— Your goal —
Copy out every line of the listing below, character for character, with nothing changed, added, or left out.

— Records supplied —

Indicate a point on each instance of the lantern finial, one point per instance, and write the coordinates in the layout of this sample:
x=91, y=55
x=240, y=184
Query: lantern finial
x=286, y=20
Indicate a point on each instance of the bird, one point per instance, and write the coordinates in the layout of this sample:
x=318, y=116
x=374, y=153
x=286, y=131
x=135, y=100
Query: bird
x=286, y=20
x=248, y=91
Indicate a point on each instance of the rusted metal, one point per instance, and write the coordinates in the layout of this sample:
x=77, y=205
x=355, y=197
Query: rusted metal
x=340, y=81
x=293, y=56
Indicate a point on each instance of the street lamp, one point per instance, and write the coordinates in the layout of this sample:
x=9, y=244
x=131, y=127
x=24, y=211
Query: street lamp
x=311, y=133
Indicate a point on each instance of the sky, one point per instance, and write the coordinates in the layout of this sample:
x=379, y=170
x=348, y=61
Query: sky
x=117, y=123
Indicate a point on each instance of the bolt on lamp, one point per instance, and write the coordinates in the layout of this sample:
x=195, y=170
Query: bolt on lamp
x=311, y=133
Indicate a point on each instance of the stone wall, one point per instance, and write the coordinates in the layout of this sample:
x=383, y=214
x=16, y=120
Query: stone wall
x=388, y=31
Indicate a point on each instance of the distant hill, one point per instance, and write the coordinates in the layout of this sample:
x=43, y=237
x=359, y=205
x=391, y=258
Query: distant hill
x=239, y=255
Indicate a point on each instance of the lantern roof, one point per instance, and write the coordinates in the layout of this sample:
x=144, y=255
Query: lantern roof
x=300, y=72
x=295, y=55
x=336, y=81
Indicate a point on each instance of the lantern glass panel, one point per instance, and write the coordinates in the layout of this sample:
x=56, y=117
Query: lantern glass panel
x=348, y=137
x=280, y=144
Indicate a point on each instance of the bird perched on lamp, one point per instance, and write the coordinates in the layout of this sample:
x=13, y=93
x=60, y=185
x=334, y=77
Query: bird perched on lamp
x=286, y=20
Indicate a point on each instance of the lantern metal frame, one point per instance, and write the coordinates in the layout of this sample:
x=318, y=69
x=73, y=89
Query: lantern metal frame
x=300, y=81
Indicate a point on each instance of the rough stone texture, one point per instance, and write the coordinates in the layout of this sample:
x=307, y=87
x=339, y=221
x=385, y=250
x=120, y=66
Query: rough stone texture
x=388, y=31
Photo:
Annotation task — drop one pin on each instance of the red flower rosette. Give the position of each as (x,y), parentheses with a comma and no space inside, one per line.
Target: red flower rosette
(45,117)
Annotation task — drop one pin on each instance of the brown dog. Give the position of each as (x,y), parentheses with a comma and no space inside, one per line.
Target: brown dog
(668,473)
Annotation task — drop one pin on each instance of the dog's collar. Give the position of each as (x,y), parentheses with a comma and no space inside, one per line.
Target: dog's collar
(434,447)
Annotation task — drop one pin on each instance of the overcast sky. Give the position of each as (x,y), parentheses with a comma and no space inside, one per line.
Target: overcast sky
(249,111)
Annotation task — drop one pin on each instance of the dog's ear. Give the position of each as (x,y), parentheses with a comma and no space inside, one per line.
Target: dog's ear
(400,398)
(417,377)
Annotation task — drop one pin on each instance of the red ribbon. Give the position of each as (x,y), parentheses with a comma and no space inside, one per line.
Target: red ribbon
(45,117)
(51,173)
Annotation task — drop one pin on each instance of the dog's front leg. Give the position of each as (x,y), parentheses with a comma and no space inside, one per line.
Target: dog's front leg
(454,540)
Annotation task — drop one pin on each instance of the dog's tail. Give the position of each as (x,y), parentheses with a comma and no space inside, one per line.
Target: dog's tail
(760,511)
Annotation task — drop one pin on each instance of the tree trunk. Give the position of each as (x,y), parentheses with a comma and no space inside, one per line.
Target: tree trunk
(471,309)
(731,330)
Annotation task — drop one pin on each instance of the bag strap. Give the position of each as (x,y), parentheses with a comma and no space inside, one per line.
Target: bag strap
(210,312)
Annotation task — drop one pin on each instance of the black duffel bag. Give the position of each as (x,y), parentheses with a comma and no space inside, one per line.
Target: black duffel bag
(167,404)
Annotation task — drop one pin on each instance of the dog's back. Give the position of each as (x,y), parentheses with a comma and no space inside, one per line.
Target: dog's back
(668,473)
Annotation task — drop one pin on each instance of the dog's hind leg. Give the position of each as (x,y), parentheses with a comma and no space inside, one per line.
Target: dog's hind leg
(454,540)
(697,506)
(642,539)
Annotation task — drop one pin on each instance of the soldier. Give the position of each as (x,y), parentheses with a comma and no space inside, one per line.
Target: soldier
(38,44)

— Solution for this task —
Indicate a point on each instance of the lantern finial, one point per instance, and write the coordinates in the layout of this sample:
x=91, y=55
x=240, y=184
Query: lantern finial
x=286, y=20
Indicate a point on each instance of the bird, one point per instance, and write the coordinates in the layout of this sample:
x=318, y=116
x=374, y=153
x=286, y=131
x=135, y=100
Query: bird
x=286, y=20
x=248, y=91
Indicate a point on each instance of the rusted metal, one point per instance, and write the coordinates in the layout of this sample:
x=77, y=205
x=355, y=197
Query: rusted metal
x=340, y=81
x=293, y=56
Indicate a point on each instance of the street lamp, one point per instance, and write the coordinates in the layout of this sample:
x=9, y=244
x=131, y=127
x=24, y=211
Query: street lamp
x=311, y=133
Indicate a point on each instance of the sky, one point per instance, and write the coordinates in the layout of this sample:
x=379, y=170
x=348, y=61
Query: sky
x=117, y=123
Indicate a point on each instance of the bolt on lamp, one point per instance, and write the coordinates in the layout of this sample:
x=195, y=170
Query: bolt on lamp
x=311, y=133
Indicate a point on each instance of the stone wall, one point per instance, and write the coordinates in the layout of this sample:
x=383, y=214
x=16, y=120
Query: stone wall
x=388, y=31
Indicate a point on each instance of the distant hill, one point per instance, and write the coordinates in the layout of this sample:
x=43, y=237
x=359, y=205
x=391, y=258
Query: distant hill
x=239, y=255
Indicate a point on each instance of the lantern roof, one point per instance, and write the coordinates in the layout of this sample:
x=144, y=255
Query: lantern roof
x=300, y=72
x=295, y=55
x=336, y=81
Indicate a point on each instance of the lantern glass panel, one point per instance, and write the coordinates in the layout of this sample:
x=56, y=117
Query: lantern glass panel
x=348, y=137
x=280, y=144
Indicate a point on each instance of the bird perched on lamp, one point per instance, and write the coordinates in the layout of this sample:
x=13, y=93
x=60, y=185
x=334, y=77
Query: bird perched on lamp
x=286, y=20
Indicate a point on each instance of the lantern metal frame, one point per instance, and write the coordinates in the layout of this sample:
x=318, y=69
x=73, y=89
Query: lantern metal frame
x=300, y=81
Indicate a point on each instance of the rough stone texture, one point per instance, and write the coordinates in the layout of this sample:
x=307, y=87
x=339, y=221
x=385, y=250
x=120, y=66
Query: rough stone texture
x=388, y=31
Photo:
Annotation task — drop one pin on each instance of the red flower rosette. Give the position of each as (x,y), parentheses with a comma and no space inside, one per line.
Target: red flower rosette
(45,117)
Annotation task — drop one pin on each instance of the brown dog. Give the position of each as (x,y), parentheses with a comma and no space inside, one per line.
Target: brown dog
(668,473)
Annotation task — drop one pin on each instance of the dog's collar. Give the position of each as (x,y), parentheses with a comma and no space inside, one per line.
Target: dog's collar
(434,447)
Annotation task — drop one pin on each instance of the overcast sky. Give the position of each as (x,y), parentheses with a comma and no space inside, one per line.
Target: overcast sky
(249,111)
Annotation task — drop one pin on each instance of the dog's ear. Give the position of each as (x,y), parentheses with a comma and no space inside, one per line.
Target: dog's ear
(400,398)
(417,377)
Annotation task — drop one pin on each instance of the red ribbon. Give the position of each as (x,y), parentheses with a comma and no space inside, one per line.
Target: red ribbon
(45,117)
(51,173)
Annotation task — drop one pin on each instance of the dog's front leg. Give the position of each as (x,y), parentheses with a comma and no space inside, one per line.
Target: dog's front leg
(454,540)
Annotation task — drop one pin on each instance of the dog's tail. Give the position of each as (x,y), parentheses with a comma and no space inside, one per line.
Target: dog's tail
(760,511)
Annotation task — drop one pin on each instance of the tree trunk. Give the position of each as (x,y), parentheses with a comma and no space inside, one per line.
Target: tree trunk
(471,309)
(731,330)
Annotation task — drop one pin on each instance of the bag strap. Give the position of each as (x,y), parentheses with a comma and no space inside, one per line.
Target: bag strap
(210,312)
Annotation task — drop one pin on each instance of the black duffel bag. Give the position of each as (x,y), parentheses with a comma and no space inside, one per line.
Target: black duffel bag
(167,404)
Annotation task — drop one pin on each instance of the dog's back. Give the position of each as (x,y), parentheses with a comma and no space inside, one per line.
Target: dog's back
(668,473)
Annotation task — drop one pin on each instance of the dog's hind leg. Give the position of each as (x,y), parentheses with a comma and no space inside, one per line.
Target: dog's hind leg
(454,540)
(697,506)
(642,539)
Annotation task — drop one pin on each instance of the soldier. Give the position of each as (x,y), parentheses with a comma and no space inside, one per line.
Target: soldier
(38,44)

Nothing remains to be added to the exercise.